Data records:

* Start *

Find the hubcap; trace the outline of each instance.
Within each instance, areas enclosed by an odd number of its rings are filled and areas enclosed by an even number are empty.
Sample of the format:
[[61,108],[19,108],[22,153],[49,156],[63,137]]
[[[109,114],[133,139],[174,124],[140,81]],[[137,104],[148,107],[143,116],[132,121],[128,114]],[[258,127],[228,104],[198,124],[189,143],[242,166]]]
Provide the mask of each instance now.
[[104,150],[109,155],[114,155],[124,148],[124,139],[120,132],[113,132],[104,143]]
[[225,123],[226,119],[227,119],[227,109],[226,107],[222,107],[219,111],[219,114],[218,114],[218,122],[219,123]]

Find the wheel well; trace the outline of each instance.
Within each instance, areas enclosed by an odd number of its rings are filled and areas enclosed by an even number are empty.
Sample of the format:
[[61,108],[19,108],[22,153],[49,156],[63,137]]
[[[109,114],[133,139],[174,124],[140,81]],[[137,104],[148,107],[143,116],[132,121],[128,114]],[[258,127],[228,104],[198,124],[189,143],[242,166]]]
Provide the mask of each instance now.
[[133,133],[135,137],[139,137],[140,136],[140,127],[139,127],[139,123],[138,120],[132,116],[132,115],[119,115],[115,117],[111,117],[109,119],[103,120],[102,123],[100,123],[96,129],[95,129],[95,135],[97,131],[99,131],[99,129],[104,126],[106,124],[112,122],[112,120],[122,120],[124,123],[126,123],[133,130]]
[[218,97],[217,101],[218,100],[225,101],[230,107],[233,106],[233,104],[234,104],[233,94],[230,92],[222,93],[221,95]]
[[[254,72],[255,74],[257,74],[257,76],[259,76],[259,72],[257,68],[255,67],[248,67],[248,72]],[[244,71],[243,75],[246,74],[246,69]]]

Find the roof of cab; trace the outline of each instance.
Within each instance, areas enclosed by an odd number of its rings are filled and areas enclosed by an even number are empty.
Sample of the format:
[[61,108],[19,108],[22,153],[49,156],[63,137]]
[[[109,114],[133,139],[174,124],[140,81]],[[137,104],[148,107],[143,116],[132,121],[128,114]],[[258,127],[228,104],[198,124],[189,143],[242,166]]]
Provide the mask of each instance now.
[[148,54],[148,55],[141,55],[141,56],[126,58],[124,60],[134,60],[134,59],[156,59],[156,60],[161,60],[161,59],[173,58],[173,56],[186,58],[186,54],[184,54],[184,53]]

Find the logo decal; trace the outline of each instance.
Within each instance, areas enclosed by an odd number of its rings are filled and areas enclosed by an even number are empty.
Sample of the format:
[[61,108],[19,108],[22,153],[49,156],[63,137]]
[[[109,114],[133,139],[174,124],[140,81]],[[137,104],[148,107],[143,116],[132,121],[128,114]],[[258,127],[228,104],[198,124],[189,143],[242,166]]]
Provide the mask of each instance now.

* End *

**STATED PROBLEM:**
Please rewrite the lines from the line with "Find the logo" up to and including the final line, replacing "logo decal" with "license plate" and leaving everything else unchanged.

**TASK RESPONSE:**
Find the license plate; trace the outline of each instance.
Within each instance, areas enclosed by an odd number of its rings are filled and areas enclosed by an even number are empty.
Sample of the format:
[[61,108],[19,108],[22,153],[49,156],[63,137]]
[[[109,114],[133,139],[174,124],[140,81]],[[137,104],[148,107],[143,116],[132,121],[128,114]],[[258,127],[228,104],[198,124],[189,143],[242,166]]]
Provide the mask of each instance now.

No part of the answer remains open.